● **The task**
Your task is to transcribe the data in full.
## begin
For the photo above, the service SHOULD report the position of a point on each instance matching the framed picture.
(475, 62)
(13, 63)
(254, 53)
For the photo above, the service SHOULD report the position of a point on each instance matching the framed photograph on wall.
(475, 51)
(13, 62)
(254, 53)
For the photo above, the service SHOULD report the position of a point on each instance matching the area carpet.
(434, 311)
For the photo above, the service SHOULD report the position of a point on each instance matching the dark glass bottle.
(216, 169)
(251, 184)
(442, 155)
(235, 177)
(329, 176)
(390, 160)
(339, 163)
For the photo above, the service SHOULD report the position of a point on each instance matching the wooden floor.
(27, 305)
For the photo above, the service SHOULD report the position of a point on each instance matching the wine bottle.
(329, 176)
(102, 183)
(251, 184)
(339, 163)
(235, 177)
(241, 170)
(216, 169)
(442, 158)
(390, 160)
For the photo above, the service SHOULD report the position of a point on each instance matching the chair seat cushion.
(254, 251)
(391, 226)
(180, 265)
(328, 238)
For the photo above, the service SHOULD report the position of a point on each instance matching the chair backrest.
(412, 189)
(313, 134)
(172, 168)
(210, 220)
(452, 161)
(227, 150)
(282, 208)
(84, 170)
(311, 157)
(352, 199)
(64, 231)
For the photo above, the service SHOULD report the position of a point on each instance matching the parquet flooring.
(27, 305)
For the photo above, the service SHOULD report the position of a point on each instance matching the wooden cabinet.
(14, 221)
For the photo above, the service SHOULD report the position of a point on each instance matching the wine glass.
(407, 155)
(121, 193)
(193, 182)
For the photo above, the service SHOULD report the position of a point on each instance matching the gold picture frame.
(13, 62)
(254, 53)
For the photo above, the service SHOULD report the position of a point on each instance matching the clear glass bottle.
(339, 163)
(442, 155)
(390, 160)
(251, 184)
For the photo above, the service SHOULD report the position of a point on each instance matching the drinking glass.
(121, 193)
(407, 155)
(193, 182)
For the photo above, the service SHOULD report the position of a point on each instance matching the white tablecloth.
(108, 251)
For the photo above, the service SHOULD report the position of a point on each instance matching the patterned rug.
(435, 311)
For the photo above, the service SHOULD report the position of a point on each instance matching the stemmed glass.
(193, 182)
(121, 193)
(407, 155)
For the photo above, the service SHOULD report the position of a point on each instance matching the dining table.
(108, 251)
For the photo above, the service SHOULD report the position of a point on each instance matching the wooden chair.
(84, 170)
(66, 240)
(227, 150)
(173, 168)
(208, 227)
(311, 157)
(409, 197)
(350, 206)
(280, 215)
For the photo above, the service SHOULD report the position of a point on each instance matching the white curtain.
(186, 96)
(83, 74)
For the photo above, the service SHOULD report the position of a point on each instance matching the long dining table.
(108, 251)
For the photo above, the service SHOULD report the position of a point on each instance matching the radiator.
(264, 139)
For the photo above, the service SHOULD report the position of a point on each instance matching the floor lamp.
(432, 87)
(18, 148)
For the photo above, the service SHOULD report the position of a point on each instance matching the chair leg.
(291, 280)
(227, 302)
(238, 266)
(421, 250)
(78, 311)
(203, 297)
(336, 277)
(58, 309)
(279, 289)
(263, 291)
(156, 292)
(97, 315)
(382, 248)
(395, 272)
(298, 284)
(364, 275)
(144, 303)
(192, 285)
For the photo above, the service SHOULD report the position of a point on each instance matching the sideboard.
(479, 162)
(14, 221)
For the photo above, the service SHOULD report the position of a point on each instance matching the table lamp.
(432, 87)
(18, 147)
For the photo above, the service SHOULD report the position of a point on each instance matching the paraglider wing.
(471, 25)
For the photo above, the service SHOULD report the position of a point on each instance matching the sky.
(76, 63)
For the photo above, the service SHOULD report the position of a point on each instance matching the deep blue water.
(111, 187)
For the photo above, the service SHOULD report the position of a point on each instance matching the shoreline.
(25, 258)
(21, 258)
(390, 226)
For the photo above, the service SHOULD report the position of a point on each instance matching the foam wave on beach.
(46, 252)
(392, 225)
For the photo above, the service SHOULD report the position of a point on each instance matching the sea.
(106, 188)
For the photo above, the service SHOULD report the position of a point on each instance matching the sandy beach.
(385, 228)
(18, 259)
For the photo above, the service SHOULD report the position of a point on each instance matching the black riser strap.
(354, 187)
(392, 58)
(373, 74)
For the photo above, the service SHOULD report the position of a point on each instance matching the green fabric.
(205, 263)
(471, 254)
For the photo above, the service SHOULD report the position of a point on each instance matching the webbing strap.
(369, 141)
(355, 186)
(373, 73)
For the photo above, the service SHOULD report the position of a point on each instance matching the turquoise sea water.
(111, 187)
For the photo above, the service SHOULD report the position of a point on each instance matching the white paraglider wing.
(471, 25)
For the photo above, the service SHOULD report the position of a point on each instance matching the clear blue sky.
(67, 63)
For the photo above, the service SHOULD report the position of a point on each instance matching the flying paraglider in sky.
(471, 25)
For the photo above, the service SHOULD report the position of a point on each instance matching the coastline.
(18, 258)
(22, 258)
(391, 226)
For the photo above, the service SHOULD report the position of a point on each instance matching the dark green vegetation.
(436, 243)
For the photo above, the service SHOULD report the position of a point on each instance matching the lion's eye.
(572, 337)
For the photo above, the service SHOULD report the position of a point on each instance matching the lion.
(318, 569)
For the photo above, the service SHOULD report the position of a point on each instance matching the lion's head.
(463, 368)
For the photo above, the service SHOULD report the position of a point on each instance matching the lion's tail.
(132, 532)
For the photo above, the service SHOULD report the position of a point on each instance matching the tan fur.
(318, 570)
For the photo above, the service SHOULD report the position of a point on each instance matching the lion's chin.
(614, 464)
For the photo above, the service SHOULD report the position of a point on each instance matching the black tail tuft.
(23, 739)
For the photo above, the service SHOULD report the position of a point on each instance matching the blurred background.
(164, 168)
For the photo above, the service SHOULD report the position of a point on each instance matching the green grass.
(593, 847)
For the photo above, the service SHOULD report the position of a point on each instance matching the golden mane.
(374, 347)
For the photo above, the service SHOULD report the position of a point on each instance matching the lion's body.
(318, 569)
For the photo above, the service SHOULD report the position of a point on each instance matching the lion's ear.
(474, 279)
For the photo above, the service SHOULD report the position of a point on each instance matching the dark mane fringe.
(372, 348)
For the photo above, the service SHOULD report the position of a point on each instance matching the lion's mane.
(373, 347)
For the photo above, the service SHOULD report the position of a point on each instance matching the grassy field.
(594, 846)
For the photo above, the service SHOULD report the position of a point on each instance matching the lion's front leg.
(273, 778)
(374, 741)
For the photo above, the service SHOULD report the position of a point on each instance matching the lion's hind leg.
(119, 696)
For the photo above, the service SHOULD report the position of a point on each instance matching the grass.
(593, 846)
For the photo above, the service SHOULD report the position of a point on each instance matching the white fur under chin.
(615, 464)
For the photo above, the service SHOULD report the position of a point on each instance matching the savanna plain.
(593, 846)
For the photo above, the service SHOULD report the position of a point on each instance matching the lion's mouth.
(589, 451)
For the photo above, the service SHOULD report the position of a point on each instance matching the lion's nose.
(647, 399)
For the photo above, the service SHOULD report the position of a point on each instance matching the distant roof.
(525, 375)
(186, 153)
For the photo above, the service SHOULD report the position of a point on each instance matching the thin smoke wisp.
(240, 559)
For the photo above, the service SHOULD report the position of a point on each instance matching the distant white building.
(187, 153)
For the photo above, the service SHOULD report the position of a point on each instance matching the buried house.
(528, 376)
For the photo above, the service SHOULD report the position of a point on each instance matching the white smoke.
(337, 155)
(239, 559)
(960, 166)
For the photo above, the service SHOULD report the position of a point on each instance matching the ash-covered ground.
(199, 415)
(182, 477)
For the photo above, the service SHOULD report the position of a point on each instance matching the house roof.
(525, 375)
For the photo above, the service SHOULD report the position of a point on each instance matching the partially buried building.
## end
● **The response**
For the photo above, the service SHOULD report the position of a point on each instance matching the framed picture.
(475, 62)
(13, 63)
(254, 53)
For the photo above, the service SHOULD report the position of a point on each instance matching the framed photograph on wall.
(475, 51)
(13, 62)
(254, 53)
For the photo above, the service SHOULD report the position of a point on each instance matching the area carpet.
(434, 311)
For the photo above, the service SHOULD report the position of a point on each instance matching the dark glass bottle.
(216, 169)
(251, 184)
(442, 155)
(235, 177)
(329, 176)
(390, 160)
(339, 163)
For the photo above, the service SHOULD report the position of a point on each instance matching the wooden floor.
(27, 305)
For the photo above, the service SHOULD report the position of a point on each instance matching the wine bottle.
(329, 176)
(102, 183)
(251, 184)
(339, 163)
(235, 177)
(241, 170)
(216, 169)
(442, 158)
(390, 160)
For the photo above, the service SHOULD report the position of a point on each instance matching the chair seat cushion.
(254, 251)
(391, 226)
(180, 265)
(328, 238)
For the photo above, the service SHOULD report the position of a point on each instance matching the chair backrest.
(412, 189)
(313, 134)
(172, 168)
(210, 220)
(452, 161)
(227, 150)
(282, 208)
(84, 170)
(311, 157)
(352, 199)
(64, 231)
For the photo above, the service SHOULD report the position of a point on each instance matching the parquet flooring.
(27, 305)
For the photo above, the service SHOULD report the position of a point on each instance matching the wooden cabinet.
(14, 221)
For the photo above, the service SHOULD report the position of a point on each instance matching the wine glass.
(407, 155)
(121, 193)
(193, 182)
For the photo above, the service SHOULD report the position of a point on each instance matching the gold picture frame.
(13, 62)
(254, 53)
For the photo above, the service SHOULD report the position of a point on each instance matching the clear glass bottle.
(339, 163)
(442, 155)
(390, 160)
(251, 184)
For the photo above, the service SHOULD report the position of a point on each instance matching the drinking glass.
(121, 193)
(407, 155)
(193, 182)
For the photo above, the service SHOULD report the position of a point on each instance matching the white tablecloth.
(108, 251)
For the photo above, the service SHOULD report the position of a point on each instance matching the patterned rug.
(435, 311)
For the photo above, the service SHOULD report the position of a point on each instance matching the stemmed glass.
(193, 182)
(121, 193)
(407, 155)
For the photo above, the service SHOULD report the position of a point on each instance matching the dining table.
(108, 251)
For the photo above, the service SHOULD report the position of a point on each instance matching the wooden chair.
(84, 170)
(66, 240)
(227, 150)
(173, 168)
(208, 227)
(311, 157)
(409, 197)
(350, 206)
(280, 215)
For the photo above, the service SHOULD report the position of a point on each instance matching the white curtain.
(186, 96)
(83, 74)
For the photo above, the service SHOULD report the position of a point on each instance matching the long dining table.
(108, 251)
For the photo above, the service SHOULD report the position of a point on each instance matching the radiator.
(264, 139)
For the photo above, the service SHOULD report the position of a point on each instance matching the floor lamp.
(432, 87)
(18, 148)
For the photo above, the service SHOULD report the position of a point on each instance matching the chair leg.
(291, 280)
(227, 302)
(238, 266)
(421, 250)
(78, 311)
(203, 297)
(336, 277)
(58, 309)
(279, 289)
(263, 291)
(156, 292)
(97, 315)
(382, 248)
(395, 272)
(298, 284)
(364, 275)
(144, 303)
(192, 285)
For the photo above, the service SHOULD report the position of a point on each instance matching the sideboard.
(479, 162)
(14, 221)
For the photo above, the service SHOULD report the position of a point on each instance matching the table lamp.
(432, 87)
(18, 147)
For the photo above, the service SHOULD report the position of a point on each instance matching the paraglider wing.
(471, 25)
For the photo above, the service SHOULD report the position of a point on each instance matching the sky.
(76, 63)
For the photo above, the service SHOULD report the position of a point on each instance matching the deep blue water.
(111, 187)
For the photo above, the service SHOULD report the position of a point on each instance matching the shoreline.
(25, 258)
(21, 258)
(390, 226)
For the photo above, the service SHOULD report the position of a point on each instance matching the foam wave on beach.
(46, 252)
(392, 225)
For the photo above, the service SHOULD report the position of a point on each instance matching the sea.
(106, 188)
For the photo above, the service SHOULD report the position of a point on each instance matching the sandy beach.
(385, 228)
(18, 259)
For the photo above, the service SHOULD report the position of a point on each instance matching the black riser strap.
(354, 187)
(392, 58)
(373, 74)
For the photo above, the service SHOULD report the position of a point on each instance matching the green fabric.
(205, 263)
(471, 254)
For the photo above, the service SHOULD report the position of a point on each instance matching the webbing strap.
(369, 141)
(355, 186)
(373, 73)
For the photo above, the service SHOULD report the position of a point on each instance matching the turquoise sea water.
(111, 187)
For the photo above, the service SHOULD report the position of a point on each instance matching the white paraglider wing.
(471, 25)
For the photo above, the service SHOULD report the position of a point on each instance matching the clear blue sky.
(67, 63)
For the photo above, the service SHOULD report the position of a point on each instance matching the flying paraglider in sky.
(471, 25)
For the photo above, the service SHOULD report the position of a point on each instance matching the coastline.
(18, 258)
(22, 258)
(391, 226)
For the photo above, the service SHOULD report the position of a point on each instance matching the dark green vegetation.
(436, 243)
For the photo above, the service SHOULD report the position of a point on each instance matching the lion's eye.
(572, 337)
For the photo above, the service SHOULD report the position of a point on each instance matching the lion.
(318, 569)
For the photo above, the service SHOULD report the position of a point on each instance matching the lion's head.
(463, 368)
For the photo above, the service SHOULD report the position of a point on each instance matching the lion's tail.
(132, 532)
For the photo above, the service SHOULD report the position of a point on each instance matching the tan fur.
(318, 570)
For the photo above, the service SHOULD report the position of a point on each instance matching the lion's chin.
(614, 464)
For the photo above, the service SHOULD report the position of a point on each instance matching the black tail tuft.
(23, 739)
For the photo above, the service SHOULD report the position of a point on each instance matching the blurred background.
(164, 168)
For the photo above, the service SHOULD report the position of a point on each instance matching the green grass.
(593, 847)
For the photo above, the service SHOULD report the position of a point on each instance matching the golden mane.
(374, 347)
For the photo above, the service SHOULD report the position of a point on each instance matching the lion's body.
(318, 569)
For the photo above, the service SHOULD report the position of a point on each instance matching the lion's ear.
(474, 279)
For the photo above, the service SHOULD report the position of a point on each instance matching the dark mane fringe.
(372, 348)
For the photo above, the service SHOULD report the position of a point on each instance matching the lion's mane.
(373, 347)
For the photo above, the service SHOULD report the position of a point on each instance matching the grassy field.
(594, 846)
For the photo above, the service SHOULD report the position of a point on each instance matching the lion's front leg.
(273, 778)
(374, 741)
For the photo above, the service SHOULD report the position of a point on each instance matching the lion's hind leg.
(119, 696)
For the photo above, the service SHOULD report the position of a point on each instance matching the grass.
(593, 846)
For the photo above, the service SHOULD report the position of a point on each instance matching the white fur under chin.
(615, 464)
For the photo above, the service SHOULD report the position of a point on each instance matching the savanna plain.
(593, 846)
For the photo above, the service SHOULD report the position of a point on each instance matching the lion's mouth.
(589, 451)
For the photo above, the service SHOULD report the position of a point on each instance matching the lion's nose.
(647, 399)
For the photo above, the service SHOULD report the position of a point on each instance matching the distant roof.
(525, 375)
(186, 153)
For the photo above, the service SHOULD report the position of a point on each instance matching the thin smoke wisp.
(240, 559)
For the photo above, the service SHOULD report the position of a point on each instance matching the distant white building.
(187, 153)
For the photo above, the service SHOULD report the position of a point on each instance matching the buried house.
(528, 376)
For the photo above, the service SHOULD report the position of a point on each instance matching the white smoke.
(337, 155)
(239, 559)
(960, 166)
For the photo above, the service SHOULD report the position of a point on each instance matching the ash-covered ground.
(199, 415)
(182, 477)
For the photo above, the service SHOULD report the position of a point on each instance matching the house roof.
(525, 375)
For the photo above, the service SHOULD report the position of a point on each instance matching the partially buried building.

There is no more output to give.